REQUIREMENTS -
Reproduce the following lines word for word, keeping every character, space, and line break unchanged.

begin SOURCE DATA

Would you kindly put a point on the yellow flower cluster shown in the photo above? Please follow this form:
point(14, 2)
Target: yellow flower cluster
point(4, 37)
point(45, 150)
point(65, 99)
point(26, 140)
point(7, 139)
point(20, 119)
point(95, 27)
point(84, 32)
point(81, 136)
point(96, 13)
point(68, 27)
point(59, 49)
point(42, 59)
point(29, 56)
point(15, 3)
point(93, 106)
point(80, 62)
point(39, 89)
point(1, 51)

end SOURCE DATA

RESULT FOR THIS TASK -
Would you kindly put a point on the yellow flower cluster shown in the photo above? Please follow this form:
point(14, 2)
Target: yellow flower cluster
point(4, 37)
point(45, 150)
point(65, 99)
point(26, 140)
point(7, 139)
point(20, 119)
point(95, 27)
point(84, 32)
point(81, 136)
point(96, 13)
point(68, 27)
point(59, 49)
point(42, 59)
point(29, 56)
point(15, 3)
point(93, 106)
point(80, 62)
point(39, 89)
point(1, 51)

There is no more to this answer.